[Opening PASSAGE SHOWN section]

However, we were like the Wes Anderson of the practice – we had our own signature style and flair. So, following our stinky baptism of the poor horseless carriage, we very tightly wrapped the entire vehicle in plastic wrap.

We were told by our hapless victim (whose was dyslexic, and whose last name was Webb – we called him Mr. Wedd, and Spiber Man – this is true) that the resulting pressure forced the foul smelling yoke into the window seals, where it remained forever. He told us at the next camp that he had to sell the car, as he put it “if [he] ever wanted to take a girl out on a date again.” We felt a little bad about this, as it was never our intention to cause any lasting harm or damage. But later, upon further reflection, we all agreed that given the blistering fucking hilarity of it, we were glad to have bent the rules a bit.

Numba’ Three: Even casual acquaintances of mine can comment on my views on plastic wrap. “Oh yes,” they will tell you. “I was on the main concourse trying to get to my gate before my final boarding call, and out of nowhere this bedraggled, bearded freak wearing a grey wool robe with mustard stains on it runs up to me, shakes my hand, hands me a pamphlet called “The Moriarty Plastic Wrap Manifesto: Plastiwrapifesto!” and then disappears in a puff of greasy white smoke.”

Plastic wrap became something of a weapon of choice for our little faction during the Great Prank Wars. But we did not merely unleash its power on cars. We found that it also acted as a powerful paralytic agent. We plastic-wrapped a good dozen or so campers to their beds in the night if we felt they were unruly, or if we felt, well, like it. But that’s like shooting fish in a barrel. Yearning for a greater challenge, we sought out an upright and mobile target.

[Closing PASSAGE SHOWN section]

**TASKS**
A) Put this sentence from the prank story above into Spanish: "Plastic wrap became something of a weapon of choice for our little faction during the Great Prank Wars."
B) Write out a stretch of the prank story above word for word, starting with "However, we were" and going on through "in plastic wrap.".

[Opening PROVIDED DATA section]

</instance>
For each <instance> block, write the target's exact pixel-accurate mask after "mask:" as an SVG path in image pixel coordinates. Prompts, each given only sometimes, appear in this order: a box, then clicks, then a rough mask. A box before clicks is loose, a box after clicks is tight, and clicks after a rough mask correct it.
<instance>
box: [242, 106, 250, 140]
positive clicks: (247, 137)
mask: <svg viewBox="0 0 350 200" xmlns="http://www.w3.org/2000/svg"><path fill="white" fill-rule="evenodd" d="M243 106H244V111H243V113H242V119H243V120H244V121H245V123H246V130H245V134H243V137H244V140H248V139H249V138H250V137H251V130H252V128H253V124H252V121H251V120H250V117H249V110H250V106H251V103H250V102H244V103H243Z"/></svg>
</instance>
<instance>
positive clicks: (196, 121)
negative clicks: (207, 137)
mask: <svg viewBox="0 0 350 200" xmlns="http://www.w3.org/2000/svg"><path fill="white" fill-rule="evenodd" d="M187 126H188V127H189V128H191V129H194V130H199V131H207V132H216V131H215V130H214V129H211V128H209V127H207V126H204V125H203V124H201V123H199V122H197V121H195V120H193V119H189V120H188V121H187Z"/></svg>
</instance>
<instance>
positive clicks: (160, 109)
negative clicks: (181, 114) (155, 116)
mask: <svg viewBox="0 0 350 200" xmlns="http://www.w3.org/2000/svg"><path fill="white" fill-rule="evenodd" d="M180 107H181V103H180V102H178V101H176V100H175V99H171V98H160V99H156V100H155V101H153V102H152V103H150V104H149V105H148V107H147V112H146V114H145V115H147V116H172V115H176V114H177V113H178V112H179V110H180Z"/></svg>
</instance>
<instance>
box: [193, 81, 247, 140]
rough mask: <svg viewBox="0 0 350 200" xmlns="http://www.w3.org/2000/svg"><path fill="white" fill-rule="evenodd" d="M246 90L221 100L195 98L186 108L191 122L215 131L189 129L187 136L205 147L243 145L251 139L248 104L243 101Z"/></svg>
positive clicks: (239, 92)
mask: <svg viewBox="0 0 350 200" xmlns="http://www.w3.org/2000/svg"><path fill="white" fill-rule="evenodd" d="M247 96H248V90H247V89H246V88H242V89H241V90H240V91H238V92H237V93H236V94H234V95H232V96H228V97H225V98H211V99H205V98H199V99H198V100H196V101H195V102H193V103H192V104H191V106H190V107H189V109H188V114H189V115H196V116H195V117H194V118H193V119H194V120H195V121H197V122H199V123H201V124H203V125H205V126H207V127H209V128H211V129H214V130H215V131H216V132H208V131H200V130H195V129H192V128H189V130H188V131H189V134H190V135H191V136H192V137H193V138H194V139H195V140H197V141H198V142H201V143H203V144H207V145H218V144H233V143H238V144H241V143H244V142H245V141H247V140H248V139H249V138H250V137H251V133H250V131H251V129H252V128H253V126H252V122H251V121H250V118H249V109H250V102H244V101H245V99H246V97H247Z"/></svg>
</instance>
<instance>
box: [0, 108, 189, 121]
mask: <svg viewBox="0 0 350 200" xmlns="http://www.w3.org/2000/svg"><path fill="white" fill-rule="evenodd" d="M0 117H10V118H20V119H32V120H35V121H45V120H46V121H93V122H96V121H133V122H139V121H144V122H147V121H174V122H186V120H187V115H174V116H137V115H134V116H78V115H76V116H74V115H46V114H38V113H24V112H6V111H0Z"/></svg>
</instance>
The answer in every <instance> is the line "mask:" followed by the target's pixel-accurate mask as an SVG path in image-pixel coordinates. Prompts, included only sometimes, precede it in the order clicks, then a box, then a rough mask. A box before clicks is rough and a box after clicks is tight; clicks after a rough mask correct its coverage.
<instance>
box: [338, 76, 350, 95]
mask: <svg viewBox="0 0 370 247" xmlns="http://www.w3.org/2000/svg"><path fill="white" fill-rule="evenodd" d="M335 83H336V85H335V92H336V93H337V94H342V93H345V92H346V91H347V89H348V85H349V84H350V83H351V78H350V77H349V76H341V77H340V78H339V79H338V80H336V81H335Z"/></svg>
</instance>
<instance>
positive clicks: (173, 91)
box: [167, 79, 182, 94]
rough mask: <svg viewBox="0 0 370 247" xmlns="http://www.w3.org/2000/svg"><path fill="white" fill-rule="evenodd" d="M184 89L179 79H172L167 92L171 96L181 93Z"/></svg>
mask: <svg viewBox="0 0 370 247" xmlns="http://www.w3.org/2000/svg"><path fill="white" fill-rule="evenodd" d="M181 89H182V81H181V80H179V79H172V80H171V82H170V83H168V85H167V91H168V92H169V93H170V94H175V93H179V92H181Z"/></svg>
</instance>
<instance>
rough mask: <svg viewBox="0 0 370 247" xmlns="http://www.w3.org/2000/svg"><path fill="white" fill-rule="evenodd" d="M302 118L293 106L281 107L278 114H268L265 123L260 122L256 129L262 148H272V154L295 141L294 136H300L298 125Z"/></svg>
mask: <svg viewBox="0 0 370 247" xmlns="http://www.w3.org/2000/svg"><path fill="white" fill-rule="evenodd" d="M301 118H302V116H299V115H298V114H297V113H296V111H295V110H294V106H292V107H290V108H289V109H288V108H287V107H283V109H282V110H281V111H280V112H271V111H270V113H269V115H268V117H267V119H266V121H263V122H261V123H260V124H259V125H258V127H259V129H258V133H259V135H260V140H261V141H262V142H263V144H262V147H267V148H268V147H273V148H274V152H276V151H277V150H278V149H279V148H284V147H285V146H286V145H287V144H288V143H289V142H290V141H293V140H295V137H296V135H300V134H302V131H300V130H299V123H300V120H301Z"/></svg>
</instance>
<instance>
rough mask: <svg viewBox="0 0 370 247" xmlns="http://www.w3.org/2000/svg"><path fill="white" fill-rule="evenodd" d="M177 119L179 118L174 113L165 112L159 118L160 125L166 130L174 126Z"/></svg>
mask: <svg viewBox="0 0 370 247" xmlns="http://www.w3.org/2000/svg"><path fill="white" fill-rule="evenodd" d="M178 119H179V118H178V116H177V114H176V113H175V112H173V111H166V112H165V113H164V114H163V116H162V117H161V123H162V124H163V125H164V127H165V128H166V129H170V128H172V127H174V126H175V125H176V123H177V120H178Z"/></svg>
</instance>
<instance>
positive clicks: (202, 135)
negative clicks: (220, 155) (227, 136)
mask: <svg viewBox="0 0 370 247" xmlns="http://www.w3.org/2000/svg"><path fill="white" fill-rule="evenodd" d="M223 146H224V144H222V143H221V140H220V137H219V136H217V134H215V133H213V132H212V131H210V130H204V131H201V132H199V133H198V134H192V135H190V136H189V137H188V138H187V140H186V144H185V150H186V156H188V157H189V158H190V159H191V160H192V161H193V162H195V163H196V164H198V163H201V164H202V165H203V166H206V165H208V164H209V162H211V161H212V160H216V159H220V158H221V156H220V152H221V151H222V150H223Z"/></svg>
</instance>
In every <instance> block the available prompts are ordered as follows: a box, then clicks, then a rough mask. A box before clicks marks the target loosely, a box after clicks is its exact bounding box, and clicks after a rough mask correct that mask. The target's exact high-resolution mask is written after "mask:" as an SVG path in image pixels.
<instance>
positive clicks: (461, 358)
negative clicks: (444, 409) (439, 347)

[Closing PROVIDED DATA section]

**TASK SOLUTIONS**
A) El film transparente se convirtió en una especie de arma predilecta para nuestra pequeña facción durante las Grandes Guerras de Bromas.

B)
However, we were like the Wes Anderson of the practice – we had our own signature style and flair. So, following our stinky baptism of the poor horseless carriage, we very tightly wrapped the entire vehicle in plastic wrap.